--- DATA IN THIS EXERCISE Enclosed Below ---

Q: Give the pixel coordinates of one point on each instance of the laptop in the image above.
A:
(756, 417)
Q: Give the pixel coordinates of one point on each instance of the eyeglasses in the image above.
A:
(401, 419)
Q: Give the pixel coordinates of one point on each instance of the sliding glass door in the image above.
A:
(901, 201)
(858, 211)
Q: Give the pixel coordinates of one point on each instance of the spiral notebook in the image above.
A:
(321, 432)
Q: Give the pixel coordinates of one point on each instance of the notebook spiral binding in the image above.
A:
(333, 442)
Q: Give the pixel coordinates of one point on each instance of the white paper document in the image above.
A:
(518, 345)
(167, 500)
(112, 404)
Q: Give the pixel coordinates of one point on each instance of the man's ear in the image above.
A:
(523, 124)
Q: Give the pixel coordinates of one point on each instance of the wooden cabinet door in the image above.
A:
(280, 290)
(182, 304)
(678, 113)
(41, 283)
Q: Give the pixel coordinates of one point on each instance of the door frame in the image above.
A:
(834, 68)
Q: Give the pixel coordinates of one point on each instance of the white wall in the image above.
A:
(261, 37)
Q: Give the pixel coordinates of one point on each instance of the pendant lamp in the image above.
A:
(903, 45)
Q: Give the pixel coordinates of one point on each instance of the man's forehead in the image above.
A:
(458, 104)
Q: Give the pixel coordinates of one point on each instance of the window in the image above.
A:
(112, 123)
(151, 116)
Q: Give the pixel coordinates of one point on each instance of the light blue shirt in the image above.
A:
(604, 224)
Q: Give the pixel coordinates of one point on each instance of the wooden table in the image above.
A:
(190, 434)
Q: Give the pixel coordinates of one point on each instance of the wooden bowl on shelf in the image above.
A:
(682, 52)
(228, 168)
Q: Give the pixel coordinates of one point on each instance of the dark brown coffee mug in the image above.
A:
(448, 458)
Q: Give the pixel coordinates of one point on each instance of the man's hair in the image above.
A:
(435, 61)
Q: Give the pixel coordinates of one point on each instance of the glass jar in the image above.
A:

--- End of Enclosed DATA IN THIS EXERCISE ---

▸ PROBLEM TO SOLVE
Output the records above in full, with nothing altered.

▸ ANSWER SPACE
Q: Give the pixel coordinates of one point on each instance of the laptop in the image above.
A:
(756, 417)
Q: Give the pixel coordinates of one point on each instance of the eyeglasses in the image above.
A:
(401, 419)
Q: Give the pixel coordinates of one point on each instance of the sliding glass door in the image above.
A:
(901, 201)
(858, 211)
Q: Give the pixel coordinates of one point on each instance of the spiral notebook in the image above.
A:
(321, 432)
Q: Give the pixel coordinates of one point on each instance of the notebook spiral binding in the image above.
A:
(333, 442)
Q: Give the pixel coordinates of one point on each instance of the white paper document in the image above.
A:
(518, 345)
(167, 500)
(112, 404)
Q: Give the pixel coordinates of one point on each instance of the man's ear in the image above.
A:
(523, 124)
Q: Give the pixel coordinates of one point on each instance of the wooden cabinet door in the image above.
A:
(280, 290)
(182, 304)
(678, 113)
(41, 283)
Q: Give the pixel coordinates of one point on each instance of the door frame in the image above.
A:
(834, 68)
Q: Give the pixel coordinates of one point on each instance of the white wall in the image above.
A:
(261, 37)
Q: Give the pixel coordinates of one point on each instance of the pendant lamp in the image above.
A:
(903, 45)
Q: Give the pixel coordinates of one point on each instance of the man's forehead in the image above.
A:
(458, 104)
Q: Give the pixel coordinates of one point on each instance of the window in the image above.
A:
(112, 123)
(151, 116)
Q: Give the pixel coordinates of one point on each instance of the light blue shirt in the image above.
A:
(604, 224)
Q: Give the pixel coordinates of one point on each instance of the wooden table in the image above.
A:
(190, 434)
Q: Give the pixel coordinates of one point on each instance of the wooden bowl on shelf in the image above.
A:
(682, 52)
(228, 168)
Q: Give the pixel coordinates of one point on each instance of the dark brown coffee mug in the image above.
A:
(448, 458)
Q: Give the pixel coordinates of one point on each instance of the man's hair in the image above.
A:
(435, 61)
Q: Give the pixel coordinates of one point on each instance of the glass jar in the image above.
A:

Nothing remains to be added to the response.